Task prompt: Where a picture appears, skip it and copy everything else in the listing exactly.

Records for the task:
______
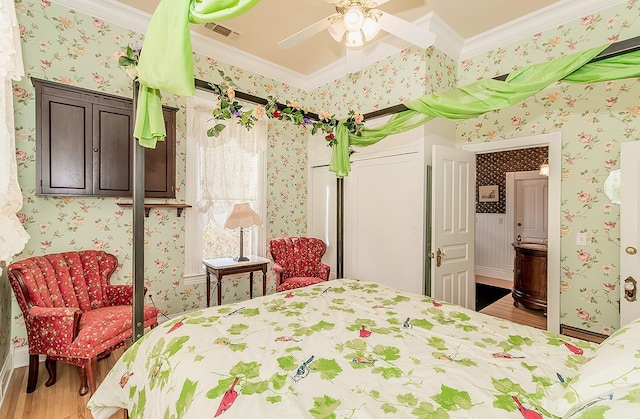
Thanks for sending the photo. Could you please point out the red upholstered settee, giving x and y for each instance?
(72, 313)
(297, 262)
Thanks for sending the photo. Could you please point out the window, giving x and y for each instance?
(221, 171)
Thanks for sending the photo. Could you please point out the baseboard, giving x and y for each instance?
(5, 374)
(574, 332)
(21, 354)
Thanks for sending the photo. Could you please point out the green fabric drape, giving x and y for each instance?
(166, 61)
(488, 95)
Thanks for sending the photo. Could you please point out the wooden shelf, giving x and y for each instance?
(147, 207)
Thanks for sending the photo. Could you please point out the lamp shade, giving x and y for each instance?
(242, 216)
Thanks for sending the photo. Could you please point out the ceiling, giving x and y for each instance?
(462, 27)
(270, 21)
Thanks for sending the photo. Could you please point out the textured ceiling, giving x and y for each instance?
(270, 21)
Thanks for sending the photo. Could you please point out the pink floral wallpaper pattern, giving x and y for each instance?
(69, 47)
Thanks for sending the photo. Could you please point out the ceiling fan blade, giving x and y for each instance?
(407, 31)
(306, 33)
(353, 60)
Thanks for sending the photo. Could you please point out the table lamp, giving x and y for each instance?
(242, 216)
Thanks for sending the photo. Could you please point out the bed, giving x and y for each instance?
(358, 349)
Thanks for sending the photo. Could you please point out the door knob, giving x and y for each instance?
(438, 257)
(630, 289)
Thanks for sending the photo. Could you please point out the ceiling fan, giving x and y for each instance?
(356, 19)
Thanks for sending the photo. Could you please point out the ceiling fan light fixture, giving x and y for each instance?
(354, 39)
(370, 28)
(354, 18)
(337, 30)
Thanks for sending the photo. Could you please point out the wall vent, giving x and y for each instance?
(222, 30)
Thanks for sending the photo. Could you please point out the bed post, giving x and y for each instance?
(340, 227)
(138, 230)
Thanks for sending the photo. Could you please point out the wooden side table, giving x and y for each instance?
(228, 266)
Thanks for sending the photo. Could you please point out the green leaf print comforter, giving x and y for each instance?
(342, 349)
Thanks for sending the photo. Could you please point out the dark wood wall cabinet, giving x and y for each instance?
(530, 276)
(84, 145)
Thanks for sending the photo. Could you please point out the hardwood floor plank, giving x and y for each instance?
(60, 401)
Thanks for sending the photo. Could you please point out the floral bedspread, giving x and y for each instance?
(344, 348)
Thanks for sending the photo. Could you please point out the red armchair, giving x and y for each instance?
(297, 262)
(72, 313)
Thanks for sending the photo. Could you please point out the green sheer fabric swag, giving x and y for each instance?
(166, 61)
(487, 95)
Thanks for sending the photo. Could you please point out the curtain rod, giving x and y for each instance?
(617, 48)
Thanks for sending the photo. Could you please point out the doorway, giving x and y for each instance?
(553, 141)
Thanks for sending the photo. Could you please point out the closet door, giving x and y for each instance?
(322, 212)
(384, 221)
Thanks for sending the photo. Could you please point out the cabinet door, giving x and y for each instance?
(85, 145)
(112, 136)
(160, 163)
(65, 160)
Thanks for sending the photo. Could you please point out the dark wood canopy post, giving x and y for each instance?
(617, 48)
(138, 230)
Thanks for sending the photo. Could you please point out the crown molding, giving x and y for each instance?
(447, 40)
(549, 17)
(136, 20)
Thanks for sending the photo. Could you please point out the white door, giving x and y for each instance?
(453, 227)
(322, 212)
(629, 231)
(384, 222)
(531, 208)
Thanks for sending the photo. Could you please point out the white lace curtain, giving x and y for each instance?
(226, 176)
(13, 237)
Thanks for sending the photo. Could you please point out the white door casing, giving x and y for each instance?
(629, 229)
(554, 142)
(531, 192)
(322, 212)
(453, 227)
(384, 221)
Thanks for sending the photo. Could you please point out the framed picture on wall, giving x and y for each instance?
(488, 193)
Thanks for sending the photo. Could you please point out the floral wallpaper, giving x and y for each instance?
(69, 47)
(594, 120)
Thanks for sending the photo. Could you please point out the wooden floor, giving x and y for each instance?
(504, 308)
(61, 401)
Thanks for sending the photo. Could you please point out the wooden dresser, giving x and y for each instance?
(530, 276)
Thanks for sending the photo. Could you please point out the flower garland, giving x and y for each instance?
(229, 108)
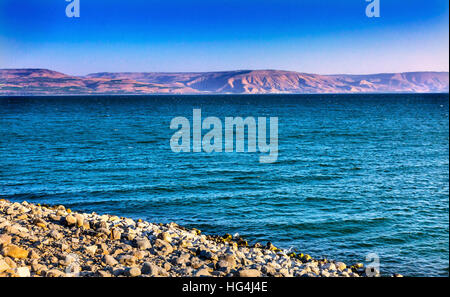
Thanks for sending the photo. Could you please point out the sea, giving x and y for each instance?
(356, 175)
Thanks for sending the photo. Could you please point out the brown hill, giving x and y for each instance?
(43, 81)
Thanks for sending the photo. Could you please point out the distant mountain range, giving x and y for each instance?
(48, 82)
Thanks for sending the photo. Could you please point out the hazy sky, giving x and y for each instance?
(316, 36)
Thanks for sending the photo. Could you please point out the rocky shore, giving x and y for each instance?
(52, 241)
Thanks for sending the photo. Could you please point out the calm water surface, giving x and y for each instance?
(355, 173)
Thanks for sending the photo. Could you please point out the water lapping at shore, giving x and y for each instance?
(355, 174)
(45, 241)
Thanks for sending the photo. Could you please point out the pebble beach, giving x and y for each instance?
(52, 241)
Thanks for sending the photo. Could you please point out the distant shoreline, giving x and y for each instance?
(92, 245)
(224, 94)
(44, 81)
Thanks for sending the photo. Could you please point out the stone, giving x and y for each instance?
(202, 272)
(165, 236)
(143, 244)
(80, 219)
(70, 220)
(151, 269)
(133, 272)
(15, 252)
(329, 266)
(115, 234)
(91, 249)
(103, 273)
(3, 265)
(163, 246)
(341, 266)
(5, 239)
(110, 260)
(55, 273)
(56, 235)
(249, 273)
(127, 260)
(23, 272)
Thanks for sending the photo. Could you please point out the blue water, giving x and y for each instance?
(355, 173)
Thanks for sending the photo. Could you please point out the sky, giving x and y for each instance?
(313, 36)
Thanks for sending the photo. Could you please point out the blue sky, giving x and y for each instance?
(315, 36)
______
Result of the task:
Thanks for sending the photo. Could you please point out the red upholstered settee, giving x and y for each instance?
(72, 313)
(297, 262)
Thanks for sending the photo. Could you please point out the window, giving x and y for each instance?
(221, 171)
Thanks for sending the photo. Could you please point out the baseboard, giving x and y for each instance?
(5, 374)
(574, 332)
(21, 354)
Thanks for sending the photo. Could you please point out the green fabric drape, giving x and y for each instance?
(166, 61)
(488, 95)
Thanks for sending the photo. Could you please point out the wooden shelf, giving x and y for each instance?
(147, 207)
Thanks for sending the photo. Could you please point out the lamp shade, giving x and y for each instance?
(242, 216)
Thanks for sending the photo. Could you please point out the ceiling, giving x and y for each instance?
(462, 27)
(270, 21)
Thanks for sending the photo. Could you please point out the textured ceiling, giving x and y for each instance?
(270, 21)
Thanks for sending the photo. Could you please point out the pink floral wallpaper pattern, giving x and y for each instance?
(69, 47)
Thanks for sending the photo. Could you please point out the ceiling fan blade, giving x and y for each instance?
(407, 31)
(306, 33)
(353, 60)
Thanks for sending the photo. Could you please point out the table lamp, giving x and y for each instance?
(242, 216)
Thanks for sending the photo. Could you please point out the bed, giving x and y for each instance?
(358, 349)
Thanks for sending the photo. Could you please point out the door knob, giving x and y for each instance?
(438, 257)
(630, 289)
Thanks for sending the photo. Could you please point out the ceiling fan, giving x and y for each instance?
(356, 19)
Thanks for sending the photo. Could you please point out the ceiling fan light fixture, giving x and y for each instance?
(354, 39)
(370, 28)
(354, 18)
(337, 30)
Thanks for sending the photo. Could you please point out the wall vent, giving x and y for each instance?
(222, 30)
Thanks for sending the photo. Could you please point out the bed post, giving x and y for each instance?
(340, 227)
(138, 230)
Thanks for sending the photo. Could you please point out the wooden side table, giving x and y for each instance?
(228, 266)
Thanks for sending the photo. Could you please point out the green leaf print comforter, giving x and y for each instance?
(342, 349)
Thanks for sending the photo. Could you please point out the dark wood wall cabinet, giving x and y for each instance?
(530, 276)
(84, 145)
Thanks for sending the photo. Could you please point out the hardwood floor plank, giving x and y for each instance?
(60, 401)
Thanks for sending the photo. Could you please point out the floral bedspread, giving x and y for each instance?
(344, 348)
Thanks for sending the photo. Could you please point out the red armchair, giving x and y for each instance?
(297, 262)
(72, 313)
Thanks for sending the photo. Could you please point out the green sheer fabric swag, giving x and y for each instance?
(166, 61)
(487, 95)
Thanks for sending the photo. Could you please point out the curtain rod, giving x and y for each instance?
(617, 48)
Thanks for sending the photo. Could you please point out the doorway, giving x and y for each instance?
(553, 141)
Thanks for sending the photo. Could you please point out the closet door, giving x and y for each instance?
(322, 212)
(384, 221)
Thanks for sending the photo. Could you please point out the cabinet door, giving x and y for each instance?
(85, 145)
(112, 136)
(160, 163)
(65, 160)
Thanks for sending the photo. Could you please point out the dark wood canopy post, giving x and y for each instance?
(617, 48)
(138, 230)
Thanks for sending the photo. Could you please point out the crown molding, giving x and y for each instance?
(447, 40)
(549, 17)
(136, 20)
Thanks for sending the photo. Could you please point out the white door, giving x and y for each instance?
(453, 227)
(322, 212)
(629, 231)
(384, 222)
(531, 208)
Thanks for sending the photo. Could you please point out the white lace curtain, giving x and y for each instance?
(226, 176)
(13, 237)
Thanks for sending the photo. Could you please point out the white door casing, giving x and y for each instance?
(629, 229)
(554, 142)
(531, 192)
(322, 212)
(453, 227)
(384, 221)
Thanks for sending the photo. Could you please point out the framed picture on wall, giving x and y for each instance?
(488, 193)
Thanks for sending the photo. Could you please point out the floral wallpaper, giving x and y for each instance?
(69, 47)
(594, 120)
Thanks for sending the photo. Could you please point out the wooden floor, giving x and y for each instance?
(504, 308)
(61, 401)
Thanks for sending the photo. Could you please point out the wooden dresser, giving x and y for each instance?
(530, 276)
Thanks for sending the photo. Could you please point out the flower garland, giving x and y for each instance?
(229, 108)
Thanks for sending the photo. Could you please point out the sea, giving x and y for each instance?
(356, 175)
Thanks for sending the photo. Could you please point out the brown hill, giving x and y for each instance?
(43, 81)
Thanks for sending the photo. Could you please point out the distant mountain range, giving x and y for each instance?
(48, 82)
Thanks for sending the photo. Could you please point out the hazy sky, giving x and y for each instance?
(316, 36)
Thanks for sending the photo. Could you please point out the rocky shore, giving x and y for each instance?
(52, 241)
Thanks for sending the photo. Could you please point out the calm water surface, giving x and y for each instance?
(355, 173)
Thanks for sending the photo. Could you please point out the water lapping at shore, giving x and y for each instance?
(355, 174)
(45, 241)
Thanks for sending the photo. Could you please point out the pebble beach, giving x and y for each instance?
(52, 241)
Thanks for sending the photo. Could you please point out the distant shoreline, giving x and y for each instance?
(92, 245)
(224, 94)
(44, 81)
Thanks for sending the photo. Could you please point out the stone, giving x and y for each instance?
(202, 272)
(165, 236)
(143, 244)
(80, 219)
(70, 220)
(151, 269)
(133, 272)
(15, 252)
(329, 266)
(115, 234)
(91, 249)
(103, 273)
(3, 265)
(163, 246)
(341, 266)
(5, 239)
(110, 260)
(55, 273)
(56, 235)
(249, 273)
(127, 260)
(23, 272)
Thanks for sending the photo. Could you please point out the blue water, giving x and y for each instance?
(355, 173)
Thanks for sending the photo. Could you please point out the sky, giving x and y for each instance?
(313, 36)
Thanks for sending the photo. Could you please point out the blue sky, giving x and y for each instance?
(315, 36)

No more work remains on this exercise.